Provided records:
⟨

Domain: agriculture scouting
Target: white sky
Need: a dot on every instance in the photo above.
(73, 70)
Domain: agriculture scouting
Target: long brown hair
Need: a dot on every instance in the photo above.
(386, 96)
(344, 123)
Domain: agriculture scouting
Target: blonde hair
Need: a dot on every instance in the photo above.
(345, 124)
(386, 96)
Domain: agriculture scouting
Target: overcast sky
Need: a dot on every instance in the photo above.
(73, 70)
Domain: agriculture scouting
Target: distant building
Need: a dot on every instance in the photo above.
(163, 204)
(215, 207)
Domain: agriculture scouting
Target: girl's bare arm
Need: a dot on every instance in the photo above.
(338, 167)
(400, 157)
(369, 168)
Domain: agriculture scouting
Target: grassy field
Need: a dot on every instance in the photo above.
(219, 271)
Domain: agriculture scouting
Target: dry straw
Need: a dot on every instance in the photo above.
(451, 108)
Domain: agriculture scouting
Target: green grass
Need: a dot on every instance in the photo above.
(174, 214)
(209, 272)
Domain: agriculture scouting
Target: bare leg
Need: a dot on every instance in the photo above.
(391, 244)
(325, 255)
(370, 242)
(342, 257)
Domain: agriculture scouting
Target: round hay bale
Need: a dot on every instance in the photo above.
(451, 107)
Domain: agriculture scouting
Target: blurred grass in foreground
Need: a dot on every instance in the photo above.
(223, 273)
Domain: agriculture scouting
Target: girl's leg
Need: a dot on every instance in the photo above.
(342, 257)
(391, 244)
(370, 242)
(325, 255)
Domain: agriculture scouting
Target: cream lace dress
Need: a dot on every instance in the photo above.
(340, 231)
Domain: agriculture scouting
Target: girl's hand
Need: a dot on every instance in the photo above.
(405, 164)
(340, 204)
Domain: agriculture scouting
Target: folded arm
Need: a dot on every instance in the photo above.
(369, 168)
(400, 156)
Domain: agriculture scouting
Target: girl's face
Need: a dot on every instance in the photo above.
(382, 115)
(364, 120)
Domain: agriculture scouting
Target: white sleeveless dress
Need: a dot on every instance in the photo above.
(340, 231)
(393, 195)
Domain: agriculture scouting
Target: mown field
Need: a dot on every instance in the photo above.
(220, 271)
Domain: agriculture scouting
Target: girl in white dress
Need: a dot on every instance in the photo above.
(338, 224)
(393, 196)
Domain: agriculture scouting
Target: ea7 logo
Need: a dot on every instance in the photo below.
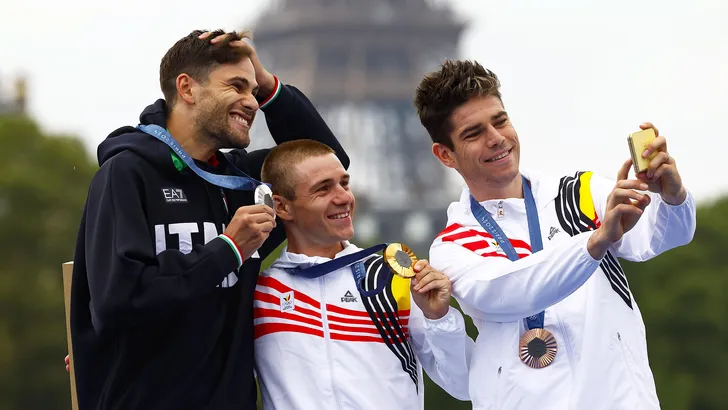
(348, 297)
(174, 195)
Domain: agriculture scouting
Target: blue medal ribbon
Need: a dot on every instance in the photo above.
(240, 182)
(534, 231)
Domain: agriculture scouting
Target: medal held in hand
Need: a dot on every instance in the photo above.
(537, 348)
(401, 260)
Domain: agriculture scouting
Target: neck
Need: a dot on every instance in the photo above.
(491, 190)
(296, 245)
(186, 134)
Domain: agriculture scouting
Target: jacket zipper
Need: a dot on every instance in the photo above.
(327, 340)
(628, 364)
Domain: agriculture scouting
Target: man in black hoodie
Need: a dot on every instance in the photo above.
(166, 262)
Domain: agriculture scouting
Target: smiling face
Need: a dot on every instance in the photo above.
(226, 104)
(486, 151)
(320, 215)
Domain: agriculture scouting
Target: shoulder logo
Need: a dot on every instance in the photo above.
(553, 231)
(288, 302)
(348, 297)
(174, 195)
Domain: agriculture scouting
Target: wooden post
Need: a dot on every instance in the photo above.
(67, 276)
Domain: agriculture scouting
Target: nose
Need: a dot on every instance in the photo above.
(494, 138)
(250, 104)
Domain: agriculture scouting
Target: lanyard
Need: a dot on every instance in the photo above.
(534, 231)
(241, 181)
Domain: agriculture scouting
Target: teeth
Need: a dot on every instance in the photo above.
(503, 155)
(239, 119)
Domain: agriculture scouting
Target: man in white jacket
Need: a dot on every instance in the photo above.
(346, 336)
(533, 259)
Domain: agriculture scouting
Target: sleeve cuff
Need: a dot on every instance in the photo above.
(234, 247)
(272, 97)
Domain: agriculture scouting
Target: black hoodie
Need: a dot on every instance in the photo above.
(161, 316)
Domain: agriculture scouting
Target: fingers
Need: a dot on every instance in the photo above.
(255, 209)
(624, 170)
(266, 227)
(632, 184)
(422, 279)
(625, 196)
(442, 284)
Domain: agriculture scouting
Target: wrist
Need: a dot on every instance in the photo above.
(676, 199)
(234, 246)
(436, 314)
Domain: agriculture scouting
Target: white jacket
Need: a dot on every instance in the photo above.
(320, 345)
(601, 361)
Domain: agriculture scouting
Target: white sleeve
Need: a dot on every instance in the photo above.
(497, 289)
(443, 348)
(662, 226)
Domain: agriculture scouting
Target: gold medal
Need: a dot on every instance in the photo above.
(401, 260)
(537, 348)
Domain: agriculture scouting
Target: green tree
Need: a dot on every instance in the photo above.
(683, 297)
(43, 183)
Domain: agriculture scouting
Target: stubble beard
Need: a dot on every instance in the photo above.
(213, 122)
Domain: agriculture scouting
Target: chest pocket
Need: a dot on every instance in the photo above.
(389, 310)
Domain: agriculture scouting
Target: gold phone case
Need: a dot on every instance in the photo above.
(638, 142)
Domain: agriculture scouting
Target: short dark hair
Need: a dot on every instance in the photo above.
(197, 58)
(443, 91)
(282, 159)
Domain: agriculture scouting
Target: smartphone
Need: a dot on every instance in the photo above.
(638, 142)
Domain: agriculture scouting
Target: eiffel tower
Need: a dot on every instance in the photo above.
(359, 61)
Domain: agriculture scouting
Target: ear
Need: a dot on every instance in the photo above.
(444, 154)
(186, 88)
(283, 208)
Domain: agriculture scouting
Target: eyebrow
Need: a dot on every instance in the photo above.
(498, 116)
(243, 80)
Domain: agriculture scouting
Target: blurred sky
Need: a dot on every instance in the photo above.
(577, 76)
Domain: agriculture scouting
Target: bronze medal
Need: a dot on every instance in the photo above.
(537, 348)
(401, 260)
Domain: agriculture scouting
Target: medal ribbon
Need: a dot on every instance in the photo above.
(240, 182)
(534, 231)
(358, 270)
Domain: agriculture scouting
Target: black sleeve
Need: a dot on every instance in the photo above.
(128, 282)
(292, 116)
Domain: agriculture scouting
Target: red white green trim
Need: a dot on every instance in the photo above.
(273, 95)
(234, 246)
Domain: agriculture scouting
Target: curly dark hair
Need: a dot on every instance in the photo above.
(443, 91)
(197, 58)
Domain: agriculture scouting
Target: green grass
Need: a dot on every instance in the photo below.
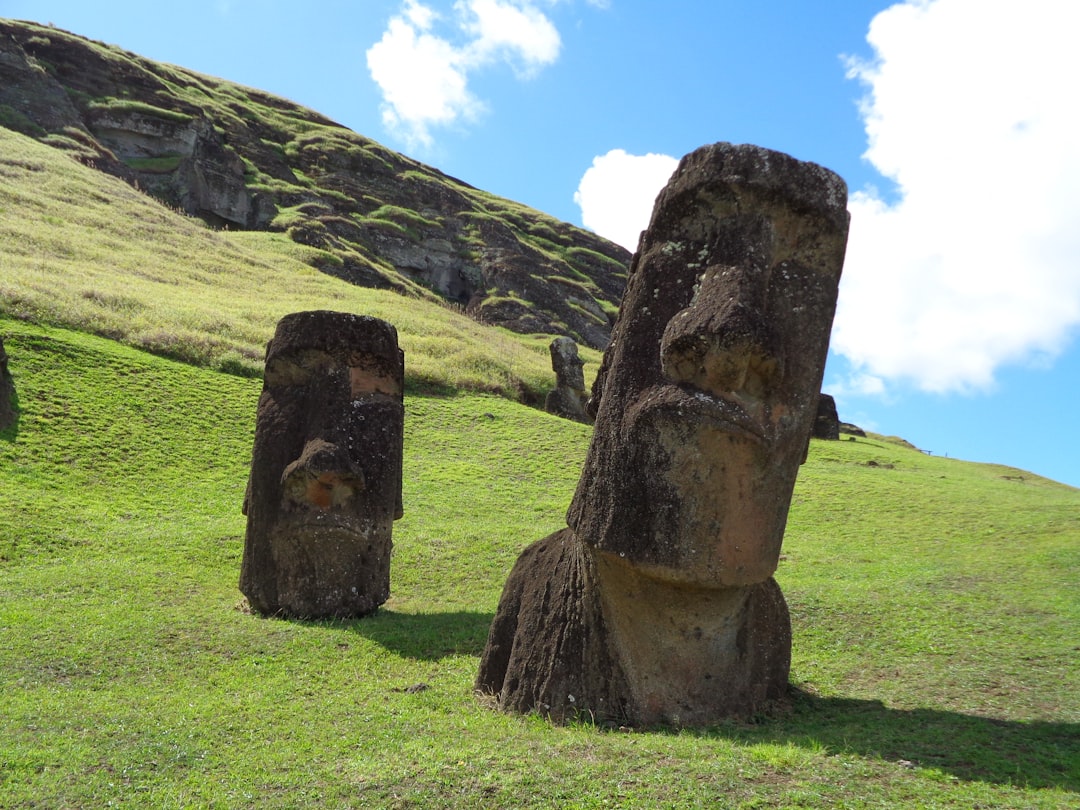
(934, 602)
(933, 605)
(83, 250)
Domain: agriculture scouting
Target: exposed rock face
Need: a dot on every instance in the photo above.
(7, 392)
(568, 397)
(326, 468)
(658, 604)
(827, 422)
(240, 158)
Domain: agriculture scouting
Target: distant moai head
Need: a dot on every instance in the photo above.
(326, 468)
(709, 390)
(7, 392)
(566, 364)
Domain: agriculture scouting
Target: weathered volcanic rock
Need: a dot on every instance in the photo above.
(827, 422)
(568, 397)
(658, 604)
(326, 468)
(7, 392)
(240, 158)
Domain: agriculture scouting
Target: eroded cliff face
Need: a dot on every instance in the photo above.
(240, 158)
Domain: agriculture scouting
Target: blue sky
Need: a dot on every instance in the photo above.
(953, 121)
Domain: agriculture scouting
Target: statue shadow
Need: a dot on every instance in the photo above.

⟩

Try it: Each line above should be set down exactly as written, with pictures excluded.

Response:
Domain: agriculture scouting
Target: white sky
Need: a dot on every instance in the photo above.
(73, 70)
Domain: agriculture scouting
Target: long brown hair
Need: a dot on every instance in the photo above.
(386, 96)
(344, 123)
Domain: agriculture scouting
Target: blonde hair
Need: a dot on every instance in the photo above.
(345, 124)
(386, 96)
Domain: agriculture scouting
Target: overcast sky
Need: a dot on every instance in the photo above.
(73, 70)
Domain: agriculture scouting
Target: distant building
Need: a dot on every instance in the photo above.
(163, 204)
(215, 207)
Domain: agriculture scouting
Target: girl's bare arm
Need: a dot on every instance in the photo above.
(338, 167)
(400, 157)
(369, 168)
Domain: agriculture scouting
Target: grassy field
Need: a dot on every instance in the photo above.
(219, 271)
Domain: agriculture scouting
Target: dry straw
Need: a dot on every instance in the photo above.
(451, 108)
Domain: agriculture scouting
Target: green grass
Need: a dot on every instance in the photo above.
(174, 214)
(209, 272)
Domain: agriculture scouting
Target: bare leg
Need: a dot on every instance in the photo above.
(391, 244)
(325, 255)
(370, 242)
(342, 257)
Domain: agriculture scouting
Target: round hay bale
Need: a dot on every instance in the photo above.
(451, 107)
Domain: agriculture scouting
Target: blurred grass in foreground
Need: a dot on every instance in the photo above.
(223, 273)
Domain: agriculture scouting
Target: girl's leg
Need: a dot on every instance in the photo above.
(342, 257)
(391, 244)
(370, 242)
(325, 255)
Domain: agriculture scouting
Target: cream lace dress
Need: a dot on every instance in the photo above.
(340, 231)
Domain: agriculture scouting
Target: girl's hand
Need: a dot on every instance in the photo above.
(405, 164)
(340, 204)
Domain: agriculture scouting
Target: folded arm
Need: a dot on every instance in the photo above.
(369, 168)
(400, 156)
Domain: agriculture scouting
Target: girl's face
Need: a dot on every instance in the photo above.
(382, 115)
(364, 120)
Domain: agriculture scouting
Target: white sleeveless dress
Need: a dot on every instance in the photo above.
(340, 231)
(393, 195)
Domain: agriculture scouting
Target: mown field
Need: a dot on every instance in the photo above.
(220, 271)
Domain: agriculture scouting
Target: girl in white dress
Need: a dot on every instance in the photo above.
(338, 224)
(393, 196)
Domain: agriculture scouting
Target: ea7 logo
Need: a dot on every instance in the photo below.
(348, 297)
(174, 195)
Domain: agriculture scouting
Target: blue medal ribbon
Need: a dot on every instance in the photo above.
(240, 182)
(534, 231)
Domain: agriculture scouting
Target: medal held in hand
Need: a dot on every instance in the photo above.
(537, 348)
(401, 260)
Domain: agriculture scouting
Target: neck
Need: a dot on every instance in the photo above.
(491, 190)
(296, 245)
(186, 134)
Domain: agriculture scouting
Target: jacket zipper
Need: a dot on every instance in the photo above.
(327, 340)
(628, 364)
Domain: agriculture scouting
Target: man in black hoodie
Need: a dot on every instance in the photo above.
(166, 262)
Domain: agriculture scouting
Target: smiling face
Need: a dot on every instance in the photo above.
(226, 104)
(486, 151)
(320, 215)
Domain: agriculture scouting
Target: shoulder logo
Need: a dot on every instance in the photo above.
(553, 231)
(288, 302)
(348, 297)
(174, 195)
Domain: agriculture scouting
Target: wooden post
Need: a dot on every instance in the photo above.
(67, 276)
Domain: agriculture scouting
Target: nose
Need: a dot on every instance in the photo above.
(494, 138)
(250, 104)
Domain: agriculture scouting
Target: lanyard
Need: a dot on every instance in the photo above.
(534, 231)
(241, 181)
Domain: agriculture scouting
Target: teeth
Need: a dot on every instance in the photo above.
(503, 155)
(239, 119)
Domain: agriculture scouting
Target: man in white jacket
Need: a dot on every instance in the photo above.
(346, 336)
(533, 259)
Domain: agriculture scouting
Target: sleeve cuff
Need: a dot on every instance in the photo above.
(234, 247)
(272, 97)
Domain: agriculture scouting
Target: black hoodie
Need: a dot on every instance in the photo above.
(161, 316)
Domain: agriculture scouting
Target: fingers
Need: a dot on every instance in the photo above.
(255, 209)
(624, 170)
(266, 227)
(632, 184)
(422, 279)
(625, 196)
(442, 284)
Domain: agriculture scouting
Target: wrist
Need: a dot on every instance in the photo above.
(676, 199)
(234, 246)
(436, 314)
Domain: agriculture scouting
Target: white jacket
Need: a dot on every instance in the photo above.
(320, 345)
(601, 361)
Domain: agriculture scouting
Target: white sleeve
Need: a dot on every instance in the photo above.
(497, 289)
(443, 348)
(662, 226)
Domain: agriculture scouting
Target: gold medal
Need: a dot on every instance in the photo above.
(401, 260)
(537, 348)
Domain: agriculture scouting
Target: green tree
Need: a dot on every instance in the photo above.
(683, 297)
(43, 183)
Domain: agriculture scouting
Target: stubble beard
Need: a dot on every instance in the photo above.
(213, 122)
Domain: agriculture scouting
Target: chest pocket
Need: a dot on every instance in the photo above.
(389, 310)
Domain: agriculture scouting
Target: gold phone case
Need: a dot on every instance in the photo above.
(638, 142)
Domain: agriculture scouting
Target: short dark hair
Need: a dot on every instance in the photo above.
(197, 58)
(443, 91)
(282, 159)
Domain: agriculture scouting
Target: smartphone
Need: a dot on every instance in the photo above.
(638, 142)
Domain: agriculture scouting
Target: eiffel tower
Need: a dot on every instance in the photo above.
(359, 61)
Domain: agriculture scouting
Target: ear
Need: a dot on every instance in the photo above.
(444, 154)
(186, 88)
(283, 208)
Domain: agriculture scouting
Target: eyebrow
Need: a dot on every instance in the photo above.
(498, 116)
(243, 80)
Domain: agriculture scouting
Target: blurred sky
Need: a dot on every instance in the photo above.
(577, 76)
Domain: agriculture scouting
Target: bronze medal
Need: a dot on every instance in the photo above.
(537, 348)
(401, 260)
Domain: agriculture scouting
Target: medal ribbon
Need: a dot on every instance in the photo above.
(240, 182)
(534, 231)
(358, 270)
Domain: agriculture scouting
Target: black sleeve
Need: a dot on every instance in the photo above.
(128, 282)
(292, 116)
Domain: agriculture scouting
Target: red white green trim
Need: a dot on every instance in the photo above.
(273, 95)
(234, 246)
Domain: agriculture scouting
Target: curly dark hair
Need: a dot on every instance in the photo above.
(443, 91)
(197, 58)
Domain: agriculture scouting
Target: green grass
Need: a dot on every instance in the photo below.
(934, 602)
(933, 605)
(83, 250)
Domain: agriculture scouting
Target: exposed rock face
Need: a dot on every instance in the photo above.
(7, 392)
(568, 397)
(326, 468)
(658, 604)
(827, 422)
(240, 158)
Domain: agriculture scouting
Target: distant moai head
Need: a dot on every instance in the photo above.
(326, 468)
(709, 390)
(7, 392)
(566, 364)
Domain: agriculture scouting
Target: weathered volcanic rock
Need: a dot on every instance in the photo above.
(827, 422)
(568, 397)
(658, 604)
(326, 468)
(7, 392)
(240, 158)
Domain: agriculture scouting
Target: eroded cliff face
Need: a dot on every instance in the photo above.
(240, 158)
Domain: agriculture scouting
Target: blue sky
Need: a dot on every instance in the photo above.
(953, 121)
Domain: agriculture scouting
Target: statue shadow
Need: a dot on every instance in the photo above.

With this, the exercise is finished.